(Task instructions): Collect every line of the data that contains the string "background". Treat the match as case-sensitive.

(Extracted records):

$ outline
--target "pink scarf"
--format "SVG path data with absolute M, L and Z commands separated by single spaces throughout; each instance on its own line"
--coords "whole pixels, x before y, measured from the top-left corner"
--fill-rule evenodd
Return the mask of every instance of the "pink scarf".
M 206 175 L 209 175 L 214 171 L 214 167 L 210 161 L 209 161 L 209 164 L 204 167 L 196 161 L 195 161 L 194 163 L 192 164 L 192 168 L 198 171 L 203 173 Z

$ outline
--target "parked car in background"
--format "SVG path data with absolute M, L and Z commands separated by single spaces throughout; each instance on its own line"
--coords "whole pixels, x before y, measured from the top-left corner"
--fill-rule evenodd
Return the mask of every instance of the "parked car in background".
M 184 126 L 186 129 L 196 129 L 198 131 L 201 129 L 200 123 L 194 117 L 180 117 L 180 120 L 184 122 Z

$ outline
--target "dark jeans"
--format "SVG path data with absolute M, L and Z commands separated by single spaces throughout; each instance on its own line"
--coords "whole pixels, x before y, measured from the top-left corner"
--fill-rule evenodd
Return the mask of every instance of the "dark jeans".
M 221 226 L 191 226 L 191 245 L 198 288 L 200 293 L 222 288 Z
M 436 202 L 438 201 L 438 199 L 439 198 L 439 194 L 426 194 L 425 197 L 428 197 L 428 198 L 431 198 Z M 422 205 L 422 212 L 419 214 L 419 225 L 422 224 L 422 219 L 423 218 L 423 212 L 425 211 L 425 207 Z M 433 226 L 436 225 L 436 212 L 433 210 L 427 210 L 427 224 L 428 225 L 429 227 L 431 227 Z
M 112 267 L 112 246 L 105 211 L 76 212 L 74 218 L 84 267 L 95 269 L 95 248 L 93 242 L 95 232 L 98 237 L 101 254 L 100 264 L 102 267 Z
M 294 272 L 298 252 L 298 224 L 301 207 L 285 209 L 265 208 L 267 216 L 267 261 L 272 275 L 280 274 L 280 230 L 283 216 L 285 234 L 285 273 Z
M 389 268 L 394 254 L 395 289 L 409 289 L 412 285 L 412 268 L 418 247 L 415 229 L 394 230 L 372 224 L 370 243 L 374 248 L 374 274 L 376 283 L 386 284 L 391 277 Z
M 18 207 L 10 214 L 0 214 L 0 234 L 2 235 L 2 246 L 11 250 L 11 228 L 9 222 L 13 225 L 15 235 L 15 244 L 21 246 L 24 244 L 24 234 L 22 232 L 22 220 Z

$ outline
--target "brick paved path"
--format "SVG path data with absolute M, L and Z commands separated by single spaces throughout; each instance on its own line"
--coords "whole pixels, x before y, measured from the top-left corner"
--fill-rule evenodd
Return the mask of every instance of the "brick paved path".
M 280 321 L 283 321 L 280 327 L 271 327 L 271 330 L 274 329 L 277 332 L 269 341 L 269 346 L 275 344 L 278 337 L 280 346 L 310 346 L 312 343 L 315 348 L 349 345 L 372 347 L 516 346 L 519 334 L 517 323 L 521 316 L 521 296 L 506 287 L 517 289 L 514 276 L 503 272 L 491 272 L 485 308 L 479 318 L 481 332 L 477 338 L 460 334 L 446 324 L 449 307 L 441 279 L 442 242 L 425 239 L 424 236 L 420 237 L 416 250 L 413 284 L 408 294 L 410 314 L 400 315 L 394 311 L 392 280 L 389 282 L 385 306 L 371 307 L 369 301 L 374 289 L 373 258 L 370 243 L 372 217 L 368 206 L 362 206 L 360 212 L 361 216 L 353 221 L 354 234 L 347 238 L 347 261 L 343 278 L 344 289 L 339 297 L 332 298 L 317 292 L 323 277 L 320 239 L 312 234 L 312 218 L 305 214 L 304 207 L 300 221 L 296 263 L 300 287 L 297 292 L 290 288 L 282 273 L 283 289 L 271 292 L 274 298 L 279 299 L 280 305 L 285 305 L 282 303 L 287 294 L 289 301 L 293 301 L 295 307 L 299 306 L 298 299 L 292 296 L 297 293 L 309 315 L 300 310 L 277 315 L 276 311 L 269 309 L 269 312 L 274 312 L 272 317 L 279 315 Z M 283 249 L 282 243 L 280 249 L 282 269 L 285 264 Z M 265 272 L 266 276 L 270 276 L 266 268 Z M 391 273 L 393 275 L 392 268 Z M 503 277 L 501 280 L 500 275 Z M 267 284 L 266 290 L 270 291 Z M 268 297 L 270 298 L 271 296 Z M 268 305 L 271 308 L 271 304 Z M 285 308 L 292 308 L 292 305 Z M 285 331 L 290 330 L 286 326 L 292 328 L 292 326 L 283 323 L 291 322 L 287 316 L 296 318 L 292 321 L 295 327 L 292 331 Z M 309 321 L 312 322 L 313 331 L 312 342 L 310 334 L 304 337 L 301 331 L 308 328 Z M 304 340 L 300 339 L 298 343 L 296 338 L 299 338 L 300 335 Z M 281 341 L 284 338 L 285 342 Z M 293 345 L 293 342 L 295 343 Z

(Result below):
--target "parked car in background"
Return the mask of every instance of the "parked car in background".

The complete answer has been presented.